Skip the pictures and quote all of the lines exactly.

#### PROVIDED RECORDS:
BEGIN

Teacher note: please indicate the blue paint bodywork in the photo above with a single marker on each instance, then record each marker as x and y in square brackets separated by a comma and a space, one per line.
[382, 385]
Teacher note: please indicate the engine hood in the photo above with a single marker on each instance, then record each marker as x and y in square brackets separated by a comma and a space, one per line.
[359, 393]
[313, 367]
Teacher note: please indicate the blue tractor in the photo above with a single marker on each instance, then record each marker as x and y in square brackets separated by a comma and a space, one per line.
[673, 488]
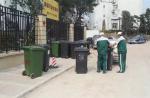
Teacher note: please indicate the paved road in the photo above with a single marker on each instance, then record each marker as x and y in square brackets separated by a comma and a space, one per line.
[134, 83]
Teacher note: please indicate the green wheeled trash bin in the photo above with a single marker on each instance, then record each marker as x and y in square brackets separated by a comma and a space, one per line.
[55, 48]
[33, 59]
[45, 57]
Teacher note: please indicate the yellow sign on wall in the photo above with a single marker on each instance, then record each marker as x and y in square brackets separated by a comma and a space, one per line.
[51, 9]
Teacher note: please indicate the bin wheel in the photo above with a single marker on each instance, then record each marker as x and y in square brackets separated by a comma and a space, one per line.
[24, 73]
[46, 69]
[32, 76]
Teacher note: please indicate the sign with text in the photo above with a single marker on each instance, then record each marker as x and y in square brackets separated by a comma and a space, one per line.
[51, 9]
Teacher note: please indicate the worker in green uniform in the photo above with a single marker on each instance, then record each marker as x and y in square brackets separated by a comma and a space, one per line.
[122, 51]
[102, 49]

END

#### IN RESPONSE:
Teacher note: please indicate the blue paint bodywork in the photo above with a single marker on each instance, then record each marker as x and y in square brackets separated by a comma and a space, one per line.
[382, 385]
Teacher note: please indicate the engine hood in the photo above with a single marker on each instance, then record each marker as x and y in square brackets separated by a comma and a space, one per line.
[359, 393]
[313, 367]
Teacher note: please indicate the blue tractor in the photo above with a single marker on each instance, then record each marker as x and y in square brackets separated by a comma and a space, one per line.
[673, 488]
Teacher note: please indicate the paved road in the photo above with a single marker on each instance, then record each marker as x and y in square brackets separated by a comma and a space, one per line.
[134, 83]
Teacher note: please indicate the green wheeled trash bin in the photo above with a single marker on each instance, then record each marker as x and y in square brackets separated by a comma and a space, one per line.
[55, 48]
[33, 59]
[45, 57]
Teacher note: please indicate the yellow sign on wall in the photo above with a single marker on each instance, then record each marker as x and y in square brackets separated by a comma and a space, one per line.
[51, 9]
Teacher note: please indicate the bin wheel in the photo above with a single marker on each instance, then record each marker as x and y in square brackets separated by a comma and a space, one per line.
[24, 73]
[46, 69]
[32, 76]
Teacher note: please indicate the sign with text in the photo above with a single marker on each instance, then record each marker as x and y in square brackets separated by a comma and a space, one per line.
[51, 9]
Teacher note: please indicate the worker in green uniform in the photo above with a single marker on each instance, then record each marker as x and y in square brackets separated by a comma and a space, one per line.
[122, 51]
[102, 49]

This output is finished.